=== ASSIGNMENT ===
Include only the line with "mark: thin twig" and the lines after it, each reproduced exactly as it stands in the entries below.

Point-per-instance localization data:
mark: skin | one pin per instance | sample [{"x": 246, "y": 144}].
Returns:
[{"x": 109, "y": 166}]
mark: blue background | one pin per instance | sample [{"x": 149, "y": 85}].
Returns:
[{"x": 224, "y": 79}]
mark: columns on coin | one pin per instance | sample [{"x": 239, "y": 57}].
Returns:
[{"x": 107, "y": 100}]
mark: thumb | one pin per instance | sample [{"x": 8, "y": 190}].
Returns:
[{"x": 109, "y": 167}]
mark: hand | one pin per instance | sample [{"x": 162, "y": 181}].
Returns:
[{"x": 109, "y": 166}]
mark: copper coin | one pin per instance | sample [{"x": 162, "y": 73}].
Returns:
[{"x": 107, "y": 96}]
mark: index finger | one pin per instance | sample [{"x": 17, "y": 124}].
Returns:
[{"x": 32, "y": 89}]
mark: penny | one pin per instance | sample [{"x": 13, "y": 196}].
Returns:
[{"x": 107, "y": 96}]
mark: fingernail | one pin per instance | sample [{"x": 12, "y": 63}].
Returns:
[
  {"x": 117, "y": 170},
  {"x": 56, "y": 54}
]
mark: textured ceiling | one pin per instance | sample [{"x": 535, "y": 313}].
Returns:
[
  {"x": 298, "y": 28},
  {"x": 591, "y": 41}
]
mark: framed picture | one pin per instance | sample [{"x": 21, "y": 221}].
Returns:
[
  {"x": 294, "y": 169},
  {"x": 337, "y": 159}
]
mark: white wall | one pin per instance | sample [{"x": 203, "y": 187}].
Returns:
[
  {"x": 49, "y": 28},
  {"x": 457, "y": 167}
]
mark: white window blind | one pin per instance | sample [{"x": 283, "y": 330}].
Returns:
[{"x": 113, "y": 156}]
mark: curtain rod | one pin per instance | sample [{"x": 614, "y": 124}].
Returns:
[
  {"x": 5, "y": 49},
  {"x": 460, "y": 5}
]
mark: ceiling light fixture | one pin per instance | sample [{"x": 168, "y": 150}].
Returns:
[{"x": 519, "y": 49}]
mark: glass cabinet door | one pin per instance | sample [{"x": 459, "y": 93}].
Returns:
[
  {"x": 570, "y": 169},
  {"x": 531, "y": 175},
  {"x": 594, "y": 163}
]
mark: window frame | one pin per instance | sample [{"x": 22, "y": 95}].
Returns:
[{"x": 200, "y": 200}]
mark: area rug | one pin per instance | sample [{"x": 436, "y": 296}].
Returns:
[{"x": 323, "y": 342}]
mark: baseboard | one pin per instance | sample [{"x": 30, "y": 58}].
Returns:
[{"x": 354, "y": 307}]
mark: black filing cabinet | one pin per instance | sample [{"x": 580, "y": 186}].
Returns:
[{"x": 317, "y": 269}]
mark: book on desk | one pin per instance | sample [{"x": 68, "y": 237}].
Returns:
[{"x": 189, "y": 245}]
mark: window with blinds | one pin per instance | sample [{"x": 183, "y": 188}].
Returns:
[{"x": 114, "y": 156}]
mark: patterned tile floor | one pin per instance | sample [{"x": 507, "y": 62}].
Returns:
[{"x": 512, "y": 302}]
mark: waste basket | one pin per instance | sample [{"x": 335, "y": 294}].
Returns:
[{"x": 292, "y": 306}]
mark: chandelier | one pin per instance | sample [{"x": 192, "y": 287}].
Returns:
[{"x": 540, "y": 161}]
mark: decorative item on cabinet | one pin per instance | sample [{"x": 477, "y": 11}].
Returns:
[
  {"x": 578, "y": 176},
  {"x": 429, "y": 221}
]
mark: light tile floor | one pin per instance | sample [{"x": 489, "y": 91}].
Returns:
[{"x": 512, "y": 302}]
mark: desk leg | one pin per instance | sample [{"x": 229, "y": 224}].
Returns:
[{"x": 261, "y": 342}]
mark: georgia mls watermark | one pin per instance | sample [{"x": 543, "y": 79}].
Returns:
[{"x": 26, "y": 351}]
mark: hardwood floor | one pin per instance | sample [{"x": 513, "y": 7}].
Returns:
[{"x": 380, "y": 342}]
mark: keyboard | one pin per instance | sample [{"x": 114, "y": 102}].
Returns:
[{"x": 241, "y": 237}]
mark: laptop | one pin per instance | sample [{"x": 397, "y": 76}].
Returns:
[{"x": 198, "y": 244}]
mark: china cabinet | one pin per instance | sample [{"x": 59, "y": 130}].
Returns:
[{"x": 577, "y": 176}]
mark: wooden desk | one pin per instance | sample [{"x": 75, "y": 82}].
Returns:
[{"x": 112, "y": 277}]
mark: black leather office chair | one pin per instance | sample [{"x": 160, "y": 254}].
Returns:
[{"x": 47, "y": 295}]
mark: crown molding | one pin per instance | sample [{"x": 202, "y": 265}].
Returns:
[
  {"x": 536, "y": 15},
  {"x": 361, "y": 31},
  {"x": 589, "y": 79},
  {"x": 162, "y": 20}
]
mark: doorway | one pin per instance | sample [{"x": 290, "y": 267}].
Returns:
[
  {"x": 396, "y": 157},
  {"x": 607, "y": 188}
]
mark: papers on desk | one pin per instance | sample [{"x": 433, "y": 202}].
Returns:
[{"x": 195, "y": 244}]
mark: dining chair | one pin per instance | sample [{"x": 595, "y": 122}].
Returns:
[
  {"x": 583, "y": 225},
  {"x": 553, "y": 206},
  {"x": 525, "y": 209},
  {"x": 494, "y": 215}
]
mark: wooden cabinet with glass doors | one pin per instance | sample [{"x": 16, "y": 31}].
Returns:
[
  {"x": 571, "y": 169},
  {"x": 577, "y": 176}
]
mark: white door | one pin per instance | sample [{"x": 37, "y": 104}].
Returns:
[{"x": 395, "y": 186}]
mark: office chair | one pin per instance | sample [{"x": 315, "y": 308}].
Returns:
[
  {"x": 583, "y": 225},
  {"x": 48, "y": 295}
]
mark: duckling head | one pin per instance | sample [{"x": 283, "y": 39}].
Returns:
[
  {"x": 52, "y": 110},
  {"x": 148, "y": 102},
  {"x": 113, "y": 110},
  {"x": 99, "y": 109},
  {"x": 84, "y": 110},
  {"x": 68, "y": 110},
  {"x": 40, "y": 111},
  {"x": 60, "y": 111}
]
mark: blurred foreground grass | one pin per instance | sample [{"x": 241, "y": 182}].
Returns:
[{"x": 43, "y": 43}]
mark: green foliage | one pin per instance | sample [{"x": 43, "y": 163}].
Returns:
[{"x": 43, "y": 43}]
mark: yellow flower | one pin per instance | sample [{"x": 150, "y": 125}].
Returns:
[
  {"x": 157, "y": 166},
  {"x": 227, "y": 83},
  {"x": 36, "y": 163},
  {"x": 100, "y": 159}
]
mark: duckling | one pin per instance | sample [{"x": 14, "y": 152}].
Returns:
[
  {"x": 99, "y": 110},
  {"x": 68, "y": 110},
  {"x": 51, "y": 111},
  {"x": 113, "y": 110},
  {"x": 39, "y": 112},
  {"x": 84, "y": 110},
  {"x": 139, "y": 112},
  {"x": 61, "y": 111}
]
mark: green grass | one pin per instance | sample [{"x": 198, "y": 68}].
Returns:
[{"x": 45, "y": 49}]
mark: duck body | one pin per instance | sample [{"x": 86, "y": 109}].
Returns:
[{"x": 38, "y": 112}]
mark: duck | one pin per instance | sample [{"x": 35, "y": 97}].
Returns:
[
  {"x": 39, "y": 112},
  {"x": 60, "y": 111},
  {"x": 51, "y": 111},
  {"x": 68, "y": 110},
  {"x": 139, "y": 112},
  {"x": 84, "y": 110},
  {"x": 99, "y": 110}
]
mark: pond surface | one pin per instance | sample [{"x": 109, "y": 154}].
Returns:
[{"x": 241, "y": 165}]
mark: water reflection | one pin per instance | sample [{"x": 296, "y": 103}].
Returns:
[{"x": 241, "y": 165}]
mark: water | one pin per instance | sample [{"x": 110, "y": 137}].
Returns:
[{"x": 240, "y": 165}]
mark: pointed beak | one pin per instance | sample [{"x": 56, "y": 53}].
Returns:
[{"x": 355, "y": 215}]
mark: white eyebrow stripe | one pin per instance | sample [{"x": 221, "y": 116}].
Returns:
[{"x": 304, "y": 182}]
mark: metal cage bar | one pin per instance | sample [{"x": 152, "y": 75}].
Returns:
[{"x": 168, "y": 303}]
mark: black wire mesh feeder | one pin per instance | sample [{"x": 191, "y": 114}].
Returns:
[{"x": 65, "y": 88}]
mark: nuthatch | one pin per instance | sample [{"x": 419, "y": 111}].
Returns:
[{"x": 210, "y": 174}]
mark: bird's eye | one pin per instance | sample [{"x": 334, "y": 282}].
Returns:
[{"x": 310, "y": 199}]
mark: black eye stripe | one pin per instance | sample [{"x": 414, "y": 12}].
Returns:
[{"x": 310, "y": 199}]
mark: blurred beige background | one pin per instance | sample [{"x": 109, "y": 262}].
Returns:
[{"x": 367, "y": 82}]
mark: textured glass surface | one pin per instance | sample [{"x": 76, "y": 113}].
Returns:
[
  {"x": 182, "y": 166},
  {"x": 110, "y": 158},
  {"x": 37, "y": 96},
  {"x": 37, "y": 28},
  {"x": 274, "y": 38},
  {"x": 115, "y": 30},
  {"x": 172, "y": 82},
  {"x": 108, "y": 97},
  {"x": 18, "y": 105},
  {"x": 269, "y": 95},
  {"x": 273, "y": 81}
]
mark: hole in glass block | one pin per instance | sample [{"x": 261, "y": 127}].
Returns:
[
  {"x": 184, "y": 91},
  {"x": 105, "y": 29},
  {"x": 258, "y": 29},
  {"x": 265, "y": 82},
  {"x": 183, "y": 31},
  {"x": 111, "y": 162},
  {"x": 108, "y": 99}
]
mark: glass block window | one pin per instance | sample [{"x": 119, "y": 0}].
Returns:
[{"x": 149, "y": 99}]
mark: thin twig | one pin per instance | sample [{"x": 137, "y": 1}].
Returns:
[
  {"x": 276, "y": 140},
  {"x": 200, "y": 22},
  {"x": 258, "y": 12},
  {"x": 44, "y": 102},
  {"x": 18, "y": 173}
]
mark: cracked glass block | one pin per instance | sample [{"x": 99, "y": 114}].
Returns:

=== TASK OUTPUT ===
mark: thin twig | one pin per instance | sample [{"x": 137, "y": 1}].
Returns:
[
  {"x": 276, "y": 140},
  {"x": 200, "y": 22},
  {"x": 258, "y": 12},
  {"x": 44, "y": 102},
  {"x": 18, "y": 173}
]
mark: cracked glass block | one pin per instance | sample [{"x": 99, "y": 114}].
Returns:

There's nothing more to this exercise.